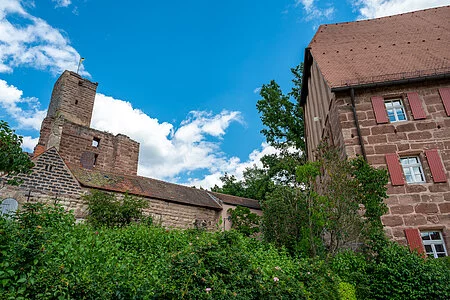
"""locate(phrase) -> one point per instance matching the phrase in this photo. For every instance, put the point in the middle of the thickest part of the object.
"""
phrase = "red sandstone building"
(71, 159)
(381, 89)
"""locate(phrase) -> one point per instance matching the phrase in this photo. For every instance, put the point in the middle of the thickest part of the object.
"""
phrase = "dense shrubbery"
(45, 255)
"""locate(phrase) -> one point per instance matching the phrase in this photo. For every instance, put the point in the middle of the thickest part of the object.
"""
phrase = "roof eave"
(307, 63)
(390, 82)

□ □ □

§ DIRECTION
Please give all the records again with every "object" renamed to "item" and everything else unchanged, leaving out the pictures.

§ SOLUTION TO THE PROBLEM
"""locate(phrase) -> one point per instance matching the phrase in this photo. For every instance, put the point in the middle of the thickest part of the item.
"""
phrase = "red sandstone building"
(71, 159)
(381, 89)
"""locate(phrase) -> one point per instance matching the phrase in this photo. For every instance, put the point in the middle of the thickest part of the item.
"""
phrase = "dense shrubbery"
(45, 255)
"""locate(phrase) -> one point per instance matching the phrase in this photo. For every instance, put the point in the middle of the thickest part of the item.
"""
phrase = "roof eave"
(307, 63)
(390, 82)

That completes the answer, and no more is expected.